Start SOURCE DOCUMENT
# Rep shops in South Wales



## tatsu+stiggy (Jan 19, 2010)

Hey guys just wondering if anyone knows of Reptile shops in the South wales area, i know of 2. One in llansamlet World of Aquatics, and one which i found this morning in Pontardulais Garden centre. 
World of aquatics have a large choice of fish and reptile needs and are very very helpful. Pontardulais garden centre has maiden head aquatics, a pet centre for small animals and dogs, and a reptile centre. Even though the reptile bit is very small they have a great selection everything you need, even things that can be hard to find and also very helpfull again. 
These are all i know so anymore would be great, thanks:2thumb:


----------



## cokacola (Jan 11, 2007)

There are few throughout S.Wales. The best one I'm familiar with is Wildside, friendly people, some fantastic quality reptiles in breeding programmes too. It's probably an hours drive from Swansea though, in Newport.


----------



## SWMorelia (May 15, 2007)

I would say Wildside is worth a visit as well....
I've been to a lot of rep shops and Wildside is up with the best of them...
Plus the after sales service is second to none...


----------



## tatsu+stiggy (Jan 19, 2010)

cokacola said:


> There are few throughout S.Wales. The best one I'm familiar with is Wildside, friendly people, some fantastic quality reptiles in breeding programmes too. It's probably an hours drive from Swansea though, in Newport.


 Cool is it quite large, alot of choice there??


----------



## cokacola (Jan 11, 2007)

It's a pretty small shop, it's usually quite well stocked. The owner has a lot of reptiles in his own private collection, and if there's anything you specifically want it's worth asking.


----------



## tatsu+stiggy (Jan 19, 2010)

Awesome will defenitley pop down there and see what its like


----------



## SWMorelia (May 15, 2007)

tatsu+stiggy said:


> Cool is it quite large, alot of choice there??


What are you looking for????
Wildside speciality is the CB programme that they keep...
Most of the animals on show are the breeding projects... The offspring are kept out the back...


----------



## tatsu+stiggy (Jan 19, 2010)

SW-morelia said:


> What are you looking for????
> Wildside speciality is the CB programme that they keep...
> Most of the animals on show are the breeding projects... The offspring are kept out the back...


 Not really looking for anything just like to see the different shops see what everyone has


----------



## richie.b (Oct 27, 2008)

While your in Newport you might also want to have a look at B&T Parotts down Pill theyve got a nice little selection of reptiles


----------



## SWMorelia (May 15, 2007)

richie.b said:


> While your in Newport you might also want to have a look at B&T Parotts down Pill theyve got a nice little selection of reptiles


Little being the word.... Plus they wasn't very knowledgeable about any species they kept.....
Parrots and bird knowledge was OK but reps and inverts was lacking....
Though they are not reptile specialists........ So it's to be expected..


----------



## Josh-sama (Sep 26, 2008)

Here's a list of ones I've visited.
End SOURCE DOCUMENT
Start DATASET EXTRACT
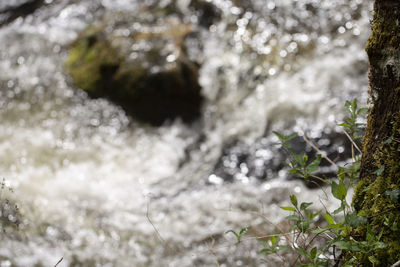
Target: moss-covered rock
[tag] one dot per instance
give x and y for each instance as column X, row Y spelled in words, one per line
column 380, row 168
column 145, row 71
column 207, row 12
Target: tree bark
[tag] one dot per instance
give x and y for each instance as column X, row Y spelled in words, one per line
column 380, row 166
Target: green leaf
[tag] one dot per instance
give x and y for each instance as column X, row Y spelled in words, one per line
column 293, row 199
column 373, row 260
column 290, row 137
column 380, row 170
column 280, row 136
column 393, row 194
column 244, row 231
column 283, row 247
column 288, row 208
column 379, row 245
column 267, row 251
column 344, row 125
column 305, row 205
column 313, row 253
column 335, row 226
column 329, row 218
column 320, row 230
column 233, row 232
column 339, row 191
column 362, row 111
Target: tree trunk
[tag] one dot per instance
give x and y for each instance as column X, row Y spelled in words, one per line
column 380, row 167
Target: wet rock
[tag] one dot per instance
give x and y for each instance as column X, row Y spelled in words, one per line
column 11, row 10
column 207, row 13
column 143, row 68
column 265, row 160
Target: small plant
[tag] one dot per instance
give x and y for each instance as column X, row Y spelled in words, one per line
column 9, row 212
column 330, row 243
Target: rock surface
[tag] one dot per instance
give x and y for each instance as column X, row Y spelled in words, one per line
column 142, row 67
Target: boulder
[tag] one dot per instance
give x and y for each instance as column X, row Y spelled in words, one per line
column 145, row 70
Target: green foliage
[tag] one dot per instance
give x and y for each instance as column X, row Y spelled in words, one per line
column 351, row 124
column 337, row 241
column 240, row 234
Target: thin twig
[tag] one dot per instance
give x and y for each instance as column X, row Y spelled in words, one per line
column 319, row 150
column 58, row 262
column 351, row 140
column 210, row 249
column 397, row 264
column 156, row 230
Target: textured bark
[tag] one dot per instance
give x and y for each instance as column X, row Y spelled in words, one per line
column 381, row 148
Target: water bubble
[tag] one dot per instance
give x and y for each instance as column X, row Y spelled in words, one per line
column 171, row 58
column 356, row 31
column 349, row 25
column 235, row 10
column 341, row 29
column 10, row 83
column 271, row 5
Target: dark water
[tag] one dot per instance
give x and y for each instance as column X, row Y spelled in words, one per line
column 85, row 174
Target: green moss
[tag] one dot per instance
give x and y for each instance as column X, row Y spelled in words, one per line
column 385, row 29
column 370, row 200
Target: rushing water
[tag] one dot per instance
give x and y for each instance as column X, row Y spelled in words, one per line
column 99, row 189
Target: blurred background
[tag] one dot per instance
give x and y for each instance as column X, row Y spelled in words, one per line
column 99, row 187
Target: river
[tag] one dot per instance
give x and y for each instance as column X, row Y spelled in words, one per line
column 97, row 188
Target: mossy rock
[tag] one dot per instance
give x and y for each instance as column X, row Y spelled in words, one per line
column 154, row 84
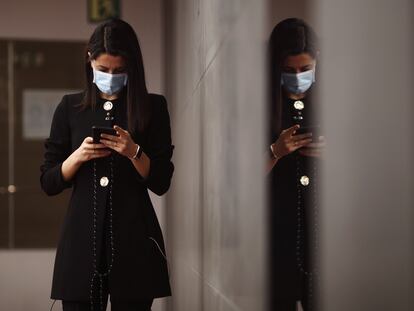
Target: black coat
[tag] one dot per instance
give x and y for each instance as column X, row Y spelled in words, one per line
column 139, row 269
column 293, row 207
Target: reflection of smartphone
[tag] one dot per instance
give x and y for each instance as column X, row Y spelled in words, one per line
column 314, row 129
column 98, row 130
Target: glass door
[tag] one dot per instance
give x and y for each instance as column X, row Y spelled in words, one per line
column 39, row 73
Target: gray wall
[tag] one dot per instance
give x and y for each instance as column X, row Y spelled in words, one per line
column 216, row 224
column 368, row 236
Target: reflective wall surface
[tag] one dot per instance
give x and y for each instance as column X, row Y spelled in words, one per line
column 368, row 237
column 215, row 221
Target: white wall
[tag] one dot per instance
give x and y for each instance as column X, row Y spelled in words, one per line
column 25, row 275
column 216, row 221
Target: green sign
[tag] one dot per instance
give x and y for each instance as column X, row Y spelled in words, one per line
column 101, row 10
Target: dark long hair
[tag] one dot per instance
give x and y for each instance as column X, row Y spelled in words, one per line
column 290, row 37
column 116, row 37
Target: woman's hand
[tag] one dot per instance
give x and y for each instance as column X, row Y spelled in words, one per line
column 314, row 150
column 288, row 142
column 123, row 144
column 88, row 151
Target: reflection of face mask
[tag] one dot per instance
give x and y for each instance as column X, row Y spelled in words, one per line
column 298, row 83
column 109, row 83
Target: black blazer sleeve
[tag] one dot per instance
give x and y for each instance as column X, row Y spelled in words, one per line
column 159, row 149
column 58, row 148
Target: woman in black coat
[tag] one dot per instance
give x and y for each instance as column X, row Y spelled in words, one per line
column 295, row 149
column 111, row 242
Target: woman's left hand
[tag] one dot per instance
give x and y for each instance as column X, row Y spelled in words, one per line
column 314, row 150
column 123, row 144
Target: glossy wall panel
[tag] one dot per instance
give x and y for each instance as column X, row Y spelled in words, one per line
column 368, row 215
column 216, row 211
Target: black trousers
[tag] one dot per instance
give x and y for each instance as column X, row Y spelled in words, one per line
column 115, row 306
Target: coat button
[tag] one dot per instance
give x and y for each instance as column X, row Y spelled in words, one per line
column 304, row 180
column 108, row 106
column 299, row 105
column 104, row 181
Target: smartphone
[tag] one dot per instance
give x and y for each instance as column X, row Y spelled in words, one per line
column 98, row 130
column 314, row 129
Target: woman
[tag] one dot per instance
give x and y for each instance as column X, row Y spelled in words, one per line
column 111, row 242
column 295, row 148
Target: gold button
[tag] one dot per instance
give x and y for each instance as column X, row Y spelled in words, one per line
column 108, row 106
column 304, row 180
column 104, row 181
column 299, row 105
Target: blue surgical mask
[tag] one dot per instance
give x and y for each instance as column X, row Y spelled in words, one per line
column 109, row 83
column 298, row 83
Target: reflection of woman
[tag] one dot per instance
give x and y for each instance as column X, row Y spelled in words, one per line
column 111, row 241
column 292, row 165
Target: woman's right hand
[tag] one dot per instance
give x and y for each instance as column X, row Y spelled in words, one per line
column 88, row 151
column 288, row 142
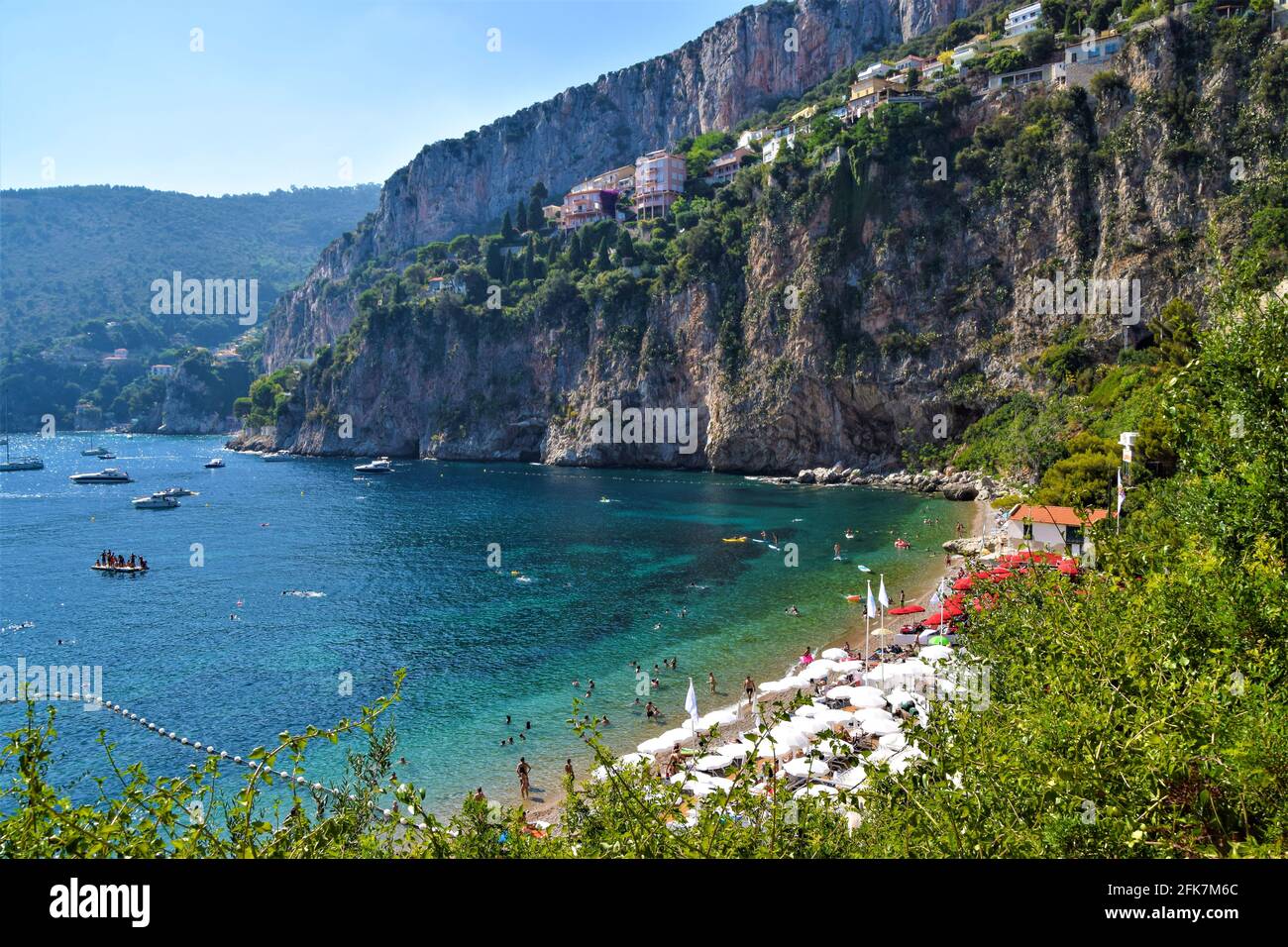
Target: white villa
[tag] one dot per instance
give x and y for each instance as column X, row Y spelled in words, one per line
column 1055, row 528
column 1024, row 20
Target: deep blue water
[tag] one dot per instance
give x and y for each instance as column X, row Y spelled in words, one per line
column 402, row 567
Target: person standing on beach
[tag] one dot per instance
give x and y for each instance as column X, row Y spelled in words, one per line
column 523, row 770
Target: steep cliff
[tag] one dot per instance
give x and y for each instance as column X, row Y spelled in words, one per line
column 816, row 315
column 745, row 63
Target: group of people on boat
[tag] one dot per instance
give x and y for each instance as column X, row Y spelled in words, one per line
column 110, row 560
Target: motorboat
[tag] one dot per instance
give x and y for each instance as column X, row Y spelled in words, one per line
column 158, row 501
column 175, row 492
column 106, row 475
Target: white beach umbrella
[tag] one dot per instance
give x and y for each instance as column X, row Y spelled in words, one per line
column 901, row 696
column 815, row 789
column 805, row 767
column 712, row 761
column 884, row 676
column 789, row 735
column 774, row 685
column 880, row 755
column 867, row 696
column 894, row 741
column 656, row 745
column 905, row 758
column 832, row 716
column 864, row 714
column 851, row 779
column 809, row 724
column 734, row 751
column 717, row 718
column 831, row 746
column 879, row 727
End DATASET EXTRACT
Start DATASET EXTRACT
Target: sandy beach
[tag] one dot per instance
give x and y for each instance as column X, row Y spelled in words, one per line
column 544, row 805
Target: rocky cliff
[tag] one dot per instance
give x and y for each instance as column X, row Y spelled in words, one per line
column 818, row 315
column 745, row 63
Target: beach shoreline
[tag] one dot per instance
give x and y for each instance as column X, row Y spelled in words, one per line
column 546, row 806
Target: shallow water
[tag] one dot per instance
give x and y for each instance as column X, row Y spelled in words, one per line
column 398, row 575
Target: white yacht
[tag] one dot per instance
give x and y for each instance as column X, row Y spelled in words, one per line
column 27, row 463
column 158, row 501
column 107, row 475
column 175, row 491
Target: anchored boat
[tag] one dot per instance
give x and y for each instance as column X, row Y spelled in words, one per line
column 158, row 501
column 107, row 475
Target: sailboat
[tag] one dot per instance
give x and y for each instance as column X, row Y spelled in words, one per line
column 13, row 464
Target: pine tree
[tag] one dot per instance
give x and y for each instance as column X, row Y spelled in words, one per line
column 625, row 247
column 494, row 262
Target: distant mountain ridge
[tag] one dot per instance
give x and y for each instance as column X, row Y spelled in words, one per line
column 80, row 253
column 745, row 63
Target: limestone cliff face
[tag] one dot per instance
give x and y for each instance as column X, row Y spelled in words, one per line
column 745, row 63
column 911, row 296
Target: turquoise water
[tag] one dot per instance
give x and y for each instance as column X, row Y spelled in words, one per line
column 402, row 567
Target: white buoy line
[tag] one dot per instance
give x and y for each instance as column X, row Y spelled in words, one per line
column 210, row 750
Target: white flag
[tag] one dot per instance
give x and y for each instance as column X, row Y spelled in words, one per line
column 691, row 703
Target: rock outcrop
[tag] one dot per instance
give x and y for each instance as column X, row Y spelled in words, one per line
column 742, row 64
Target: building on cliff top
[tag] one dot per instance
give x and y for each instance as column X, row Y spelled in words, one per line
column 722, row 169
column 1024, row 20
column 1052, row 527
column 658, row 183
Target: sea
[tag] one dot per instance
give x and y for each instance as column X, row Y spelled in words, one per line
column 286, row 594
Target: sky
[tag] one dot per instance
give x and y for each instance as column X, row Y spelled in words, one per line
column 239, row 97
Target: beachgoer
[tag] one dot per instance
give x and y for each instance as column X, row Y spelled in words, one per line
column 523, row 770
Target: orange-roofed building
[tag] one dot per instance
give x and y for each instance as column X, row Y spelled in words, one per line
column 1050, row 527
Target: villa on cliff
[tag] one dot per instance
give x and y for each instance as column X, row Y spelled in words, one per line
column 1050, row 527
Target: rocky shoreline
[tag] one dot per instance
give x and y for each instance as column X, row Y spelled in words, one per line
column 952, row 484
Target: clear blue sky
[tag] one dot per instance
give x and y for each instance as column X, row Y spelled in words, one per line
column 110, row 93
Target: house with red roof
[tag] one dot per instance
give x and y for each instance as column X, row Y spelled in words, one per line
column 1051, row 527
End DATASET EXTRACT
_LIST OF TASKS_
A - Answer these questions using the reptile shop thread.
(i) Where is World of Aquatics located?
(ii) In which town is Wildside?
(iii) Where are the offspring from Wildside's breeding projects kept?
B - In the reptile shop thread, recast the paragraph beginning "World of aquatics have a large choice" as a short bulleted list that keeps its main facts.
C - Pick up the reptile shop thread after its last line and continue it.
The rows play no role in this exercise.

_TASK-BY-TASK OUTPUTS_
A -
(i) Llansamlet
(ii) Newport
(iii) Out the back

B -
- World of Aquatics: large choice of fish and reptile supplies; very helpful staff.
- Pontardulais Garden Centre: has Maiden Head Aquatics, a pet centre for small animals and dogs, and a reptile centre.
- The reptile centre: very small, but has a great selection of everything needed, including hard-to-find items; staff are also very helpful.

C -
ReptileCymru - Cardiff
Cardiff Reptile Centre - Cardiff
Wildside Reptiles - Newport

RC is a small shop, good selection of animals and care. Haven't used it to purchase animals yet, so no comment on after service.

CRC... Ugh... No comment there...

Wildside is small aswell, great selection of animals and the owners great. Very handy with advice and willing to help you out whenever.

If you really were looking to buy an animal, I'd go with Wildside. : victory:


----------



## richie.b (Oct 27, 2008)

SW-morelia said:


> Little being the word.... Plus they wasn't very knowledgeable about any species they kept.....
> Parrots and bird knowledge was OK but reps and inverts was lacking....
> Though they are not reptile specialists........ So it's to be expected..


bit bitchy that wasnt it


----------



## SWMorelia (May 15, 2007)

Not really.... I thought the birds etc were ok... 
But when asking advice on 'my first reptile' the answers that came back were less than accurate..
I visit lots of reptile shops as a secret shopper...... It's a way for me to see what other members see as being good shops..


----------



## richie.b (Oct 27, 2008)

Depends who you spoke to really it obviously wasnt Bryan, and of course Tom is a friend of yours so your bound to say hes good
Well opinions vary dont they


----------



## AZUK (Jul 9, 2007)

ReptileCymru
all the way !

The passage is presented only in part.